■ Tarefa proposta: Copie sem nenhuma alteração a parte do texto sobre a Islândia que começa em "A natureza que" e vai até "numa floresta tropical.", incluindo essas palavras.

A Islândia na qual Svavar gostaria de viver é feita de terra, mar e pouca coisa mais. "Eu quero me retirar da sociedade, não depender de nada nem de ninguém." É o sonho regressista de uma Islândia autossuficiente, de homens livres que não respondem a nenhum governo central. Svavar abomina a União Europeia, à qual o país pensa em se juntar. "Se não quero depender de uma decisão de Reykjavík, que dirá de Bruxelas." É o mesmo argumento de Davíd Oddsson, o líder de direita a que Svavar presume se opor. "O diabo tem boas ideias", responde.
A natureza que ele tanto ama também sofre e caminha para a dissolução. "Se você quiser falar de aquecimento global, eu posso passar a noite inteira aqui..." Rejeita a ideia de crescimento econômico – "significa apenas mais coisas"–, pois julga que o mundo chegou ao limite. Svavar pensa em ir embora.Lamenta com muita tristeza que a Islândia já não lhe ofereça oportunidades. Quer juntar dinheiro para pagar um curso de botânica em alguma parte do mundo, de preferência numa floresta tropical.
Einar, ao contrário de Svavar, participou ativamente dos protestos de 2008. Invadiu a delegacia para soltar Haukur, a quem atribui, em parte, o despertar da sua própria consciência política. "Foi com o colapso que eu e meus amigos começamos a pensar como filósofos de verdade." Ele diz isso de uma maneira muito bonita, sincera. "Foram dias lindos...", rememora, como se não fosse um adolescente de 19 anos. "Hoje, tudo é pura apatia."
Alguns colegas talvez o achem petulante, com sua figura de um menino inglês privilegiado do entreguerras, bochechas vermelhas, nariz afilado, traços delicados, boné de tweed. É extraordinariamente articulado e se expressa num inglês impecável, cheio de maneirismos britânicos antiquados. Num filme, estaria a caminho de Oxford com versos de Shelley nos lábios. A realidade é bem outra. Einar abandonou a escola. Depois, decidiu voltar, e agora pensa em largar de novo. Quer ser cineasta.
Ísi, o produtor cultural, havia dito: "Por um lado, não descemos ao fundo do poço – ninguém passou fome, continuamos a ser um dos países no topo do mundo –, mas, por outro, nada de muito importante acontecerá por aqui durante muito, muito tempo. O que temos agora é isso, e pronto."

■ Registros de rotulagem de regiões:
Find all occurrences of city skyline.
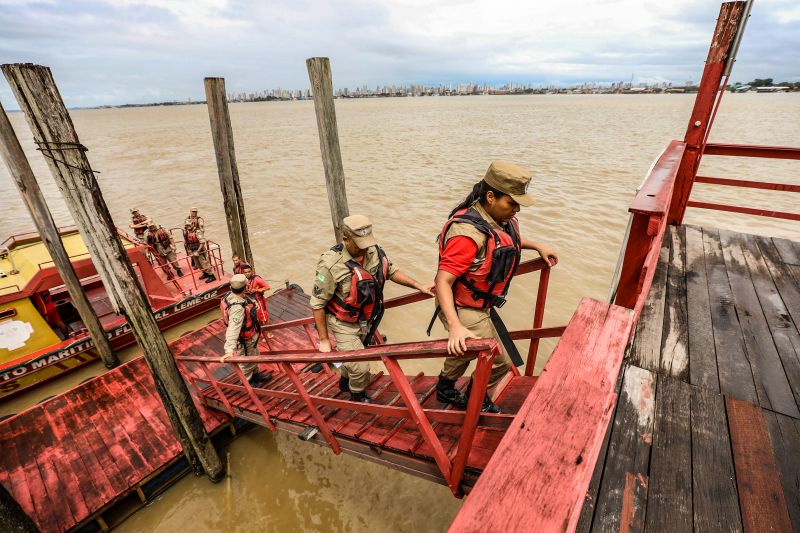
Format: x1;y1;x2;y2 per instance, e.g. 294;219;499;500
0;0;800;109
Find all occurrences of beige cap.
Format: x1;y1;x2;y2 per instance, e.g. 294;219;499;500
231;274;247;289
483;161;534;207
342;215;378;250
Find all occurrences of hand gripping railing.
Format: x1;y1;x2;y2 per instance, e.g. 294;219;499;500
175;339;513;495
262;257;566;376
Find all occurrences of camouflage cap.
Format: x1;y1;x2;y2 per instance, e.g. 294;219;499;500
483;160;534;207
231;274;247;290
342;215;378;250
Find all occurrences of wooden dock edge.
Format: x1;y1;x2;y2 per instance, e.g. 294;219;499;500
449;298;633;532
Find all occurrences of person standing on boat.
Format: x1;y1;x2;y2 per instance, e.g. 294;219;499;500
128;207;150;241
310;215;433;403
184;207;206;238
231;255;250;274
146;222;183;279
242;263;272;338
183;220;217;283
219;274;272;385
428;161;558;413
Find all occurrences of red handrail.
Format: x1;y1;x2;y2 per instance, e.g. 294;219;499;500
175;339;500;495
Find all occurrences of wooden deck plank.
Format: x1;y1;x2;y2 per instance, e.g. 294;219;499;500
763;411;800;531
592;366;657;532
691;387;743;532
725;398;791;532
720;230;800;418
754;237;800;342
742;235;800;414
771;237;800;265
703;228;758;403
42;396;104;521
451;298;632;531
575;370;628;533
685;226;719;392
660;226;689;381
3;416;50;531
626;233;672;371
646;375;692;533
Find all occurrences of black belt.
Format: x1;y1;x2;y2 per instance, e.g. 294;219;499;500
426;305;524;366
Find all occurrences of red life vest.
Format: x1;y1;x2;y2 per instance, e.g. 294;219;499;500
219;293;261;341
147;228;172;246
183;230;200;252
325;244;389;324
439;208;522;309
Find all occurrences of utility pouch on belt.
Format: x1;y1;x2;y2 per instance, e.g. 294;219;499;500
486;246;518;285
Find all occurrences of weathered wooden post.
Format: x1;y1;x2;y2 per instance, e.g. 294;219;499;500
2;64;224;481
205;78;254;265
0;103;119;368
0;485;39;533
306;57;350;242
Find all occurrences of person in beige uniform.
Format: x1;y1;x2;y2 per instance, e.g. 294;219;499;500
183;207;206;235
311;215;433;403
429;161;558;413
219;274;272;385
145;222;183;279
183;219;217;283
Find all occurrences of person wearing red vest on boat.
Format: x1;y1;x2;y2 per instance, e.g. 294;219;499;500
183;219;217;283
231;255;245;274
429;161;557;413
310;215;433;403
242;263;273;338
128;207;150;241
145;222;183;279
219;274;272;385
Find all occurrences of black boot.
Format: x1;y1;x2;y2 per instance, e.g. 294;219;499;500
464;380;503;415
350;391;372;403
436;374;467;409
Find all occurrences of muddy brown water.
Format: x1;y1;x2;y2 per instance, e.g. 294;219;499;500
0;94;800;533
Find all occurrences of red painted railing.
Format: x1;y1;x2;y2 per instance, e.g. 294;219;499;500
614;141;686;324
175;338;506;494
263;258;566;376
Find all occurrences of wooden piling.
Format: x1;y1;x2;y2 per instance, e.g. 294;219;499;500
205;78;255;266
306;57;350;242
0;103;119;368
2;64;224;481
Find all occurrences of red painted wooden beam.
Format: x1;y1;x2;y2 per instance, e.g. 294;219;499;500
703;143;800;159
686;200;800;220
628;141;686;215
694;176;800;192
450;298;631;533
667;2;745;225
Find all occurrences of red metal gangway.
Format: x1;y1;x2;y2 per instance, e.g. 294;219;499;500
176;259;565;495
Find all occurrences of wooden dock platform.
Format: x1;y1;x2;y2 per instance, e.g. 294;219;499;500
578;226;800;532
0;289;308;532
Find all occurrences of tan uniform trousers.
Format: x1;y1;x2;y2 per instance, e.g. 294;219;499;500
327;314;369;392
439;307;511;388
235;335;260;379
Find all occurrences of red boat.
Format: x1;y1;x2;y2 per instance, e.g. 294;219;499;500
0;228;229;399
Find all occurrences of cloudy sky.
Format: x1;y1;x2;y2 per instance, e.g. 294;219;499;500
0;0;800;109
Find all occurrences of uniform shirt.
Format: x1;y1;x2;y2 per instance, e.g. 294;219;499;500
438;201;520;276
183;216;206;240
224;292;247;353
310;246;399;309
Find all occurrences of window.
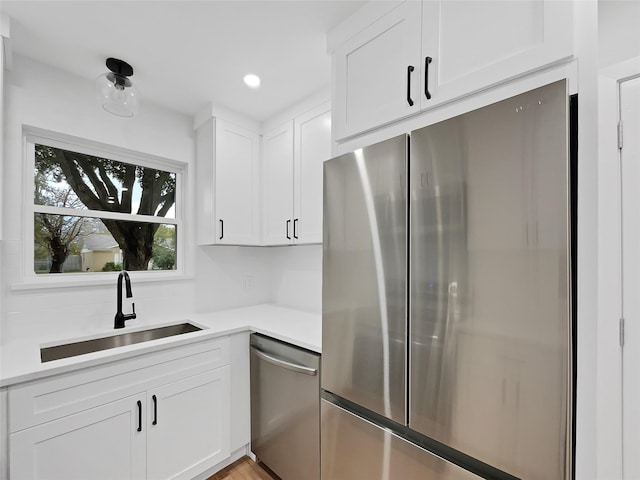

■ Resultado da tarefa:
A natureza que ele tanto ama também sofre e caminha para a dissolução. "Se você quiser falar de aquecimento global, eu posso passar a noite inteira aqui..." Rejeita a ideia de crescimento econômico – "significa apenas mais coisas"–, pois julga que o mundo chegou ao limite. Svavar pensa em ir embora.Lamenta com muita tristeza que a Islândia já não lhe ofereça oportunidades. Quer juntar dinheiro para pagar um curso de botânica em alguma parte do mundo, de preferência numa floresta tropical.